Text passage:
● ● ●
The best interview and maybe the best ever moment from the series' history was an interview with Spike Milligan who spoke about his mental health struggles, a remarkably frank and compassionate piece of television with Whale showing immense empathy and understanding over Milligan's manic depression and getting the deeply troubled comic genius to open up seriously (albeit injected with some typically well-timed comic one-liners) in a way he had never really expressed before in public. Even as recently as the 90's, this was still a period where depression and other forms of mental illness were rarely discussed in public or the media, or indeed taken seriously by the NHS, treating it as a taboo subject and an embarrassment to be swept under the carpet, with stigma, ignorance and prejudice still all too frequent before more enlightened attitudes and lobbying from mental health campaigners and charities broke down such barriers. So Whale deserves much credit for such an interview in an era when such a subject was still treated as an excuse to make cheap jokes, or to just dismiss as a made up lifestyle choice; Whale's line of questioning is perfectly judged and never inappropriate or offensive, and Milligan appears to appreciate his interviewer's sympathetic, sensitive attitudes and responds fluently, honestly and movingly. A piece of television that is totally compelling from beginning to end, obscenely underrated and may in fact have started the process of looking at mental illness from a new, less ignorant perspective in the years ahead.



Spike Milligan speaks movingly about his manic depression in a memorable interview with James Whale


Yet a sublime peak such as this was a rarity, and Whale more often than not teetered his show into the kind of boorish confrontation that confirmed his not always spotless reputation, walking out in the middle of one show in a rage, and letting the singer Sinitta rather haplessly take over in his absence, although he admitted in his autobiography years later that this was a deliberately pre-arranged stunt to bolster up some media hype (which got some attention from the tabloids). There were appearances from very risque female dancers in scanty, fetishistic costumes in several shows, and an infamous appearance from Wayne Hussey of the rock group The Mission, heavily drunk or worse, swearing profusely, with Whale having to forcefully remove Hussey from the set when the attempted interview collapsed into chaos. On a few occasions, Whale phoned up some well-known celebrities (having obtained their numbers by dubious means) on the mere pretence of irritating them, and let us not forget his pretty young female assistant Donna, a mute and rather stereotypical portrayal of a subversive, blonde bimbo. Various hoax callers turned serious debates into farce by shouting obscenities when put through live, which perhaps led the the series' end as Whale became a victim of his own penchant for conflict for the sake of it by the mid 90's; a further similar series followed in 1996 but this was pre-recorded with no live calls taken anymore after the embarrassing potty-mouthed interjections that had led to the previous series' demise, with Whale now coming across as more subdued and restricted, and he soon returned to his more natural home of the radio talk show, where he stills causes controversy in the present, after making inappropriate remarks and responses to a woman who claimed she had been "orally raped" in a phone call.He was suspended but later reinstated as host of his show.
● ● ●
Extracted records:

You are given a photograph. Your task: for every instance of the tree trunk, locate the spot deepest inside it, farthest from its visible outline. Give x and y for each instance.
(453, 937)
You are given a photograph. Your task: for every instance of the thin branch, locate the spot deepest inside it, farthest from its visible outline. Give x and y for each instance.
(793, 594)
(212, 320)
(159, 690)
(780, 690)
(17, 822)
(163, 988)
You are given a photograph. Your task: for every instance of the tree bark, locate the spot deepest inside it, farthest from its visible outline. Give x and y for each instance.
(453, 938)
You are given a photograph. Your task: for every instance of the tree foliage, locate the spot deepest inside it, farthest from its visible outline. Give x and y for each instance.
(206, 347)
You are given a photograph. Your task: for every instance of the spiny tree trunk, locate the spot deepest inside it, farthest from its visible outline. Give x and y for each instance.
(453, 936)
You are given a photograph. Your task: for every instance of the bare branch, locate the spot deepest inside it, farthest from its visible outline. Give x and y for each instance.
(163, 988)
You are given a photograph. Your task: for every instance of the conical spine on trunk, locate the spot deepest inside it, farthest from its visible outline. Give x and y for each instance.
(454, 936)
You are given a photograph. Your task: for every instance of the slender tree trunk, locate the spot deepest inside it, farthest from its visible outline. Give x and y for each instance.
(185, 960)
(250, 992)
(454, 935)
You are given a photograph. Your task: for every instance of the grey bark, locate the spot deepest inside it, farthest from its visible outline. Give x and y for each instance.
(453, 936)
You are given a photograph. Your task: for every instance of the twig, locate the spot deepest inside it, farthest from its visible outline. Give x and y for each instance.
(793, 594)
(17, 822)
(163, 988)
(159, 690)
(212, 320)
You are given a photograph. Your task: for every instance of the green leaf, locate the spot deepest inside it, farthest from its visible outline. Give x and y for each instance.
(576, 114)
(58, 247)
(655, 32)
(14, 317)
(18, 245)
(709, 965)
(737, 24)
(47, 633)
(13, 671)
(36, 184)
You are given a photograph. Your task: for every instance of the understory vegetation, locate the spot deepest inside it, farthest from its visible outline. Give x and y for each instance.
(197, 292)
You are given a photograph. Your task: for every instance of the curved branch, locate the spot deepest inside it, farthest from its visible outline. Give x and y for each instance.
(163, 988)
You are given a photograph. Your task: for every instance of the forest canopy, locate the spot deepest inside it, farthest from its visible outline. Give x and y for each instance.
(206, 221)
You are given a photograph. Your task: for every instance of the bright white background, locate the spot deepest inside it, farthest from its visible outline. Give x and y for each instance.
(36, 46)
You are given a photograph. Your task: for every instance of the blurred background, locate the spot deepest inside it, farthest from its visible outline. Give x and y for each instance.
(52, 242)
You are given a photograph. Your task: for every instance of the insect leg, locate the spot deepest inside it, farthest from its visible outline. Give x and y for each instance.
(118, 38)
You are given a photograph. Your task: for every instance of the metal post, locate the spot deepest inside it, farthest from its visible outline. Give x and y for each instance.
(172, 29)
● ● ●
List of tasks:
[1] In the passage about James Whale's television show, which singer took over after Whale walked out in the middle of one show?
[2] Reproduce the rows starting at the row that contains "of the insect" and ending at the last row.
The passage about James Whale's television show and the rows are unrelated to each other.

Results in order:
[1] Sinitta

[2]
You are given a photograph. Your task: for every instance of the insect leg, locate the spot deepest inside it, farthest from its visible outline. Give x and y for each instance.
(118, 38)
You are given a photograph. Your task: for every instance of the metal post, locate the spot deepest inside it, farthest from its visible outline. Give x and y for each instance.
(172, 29)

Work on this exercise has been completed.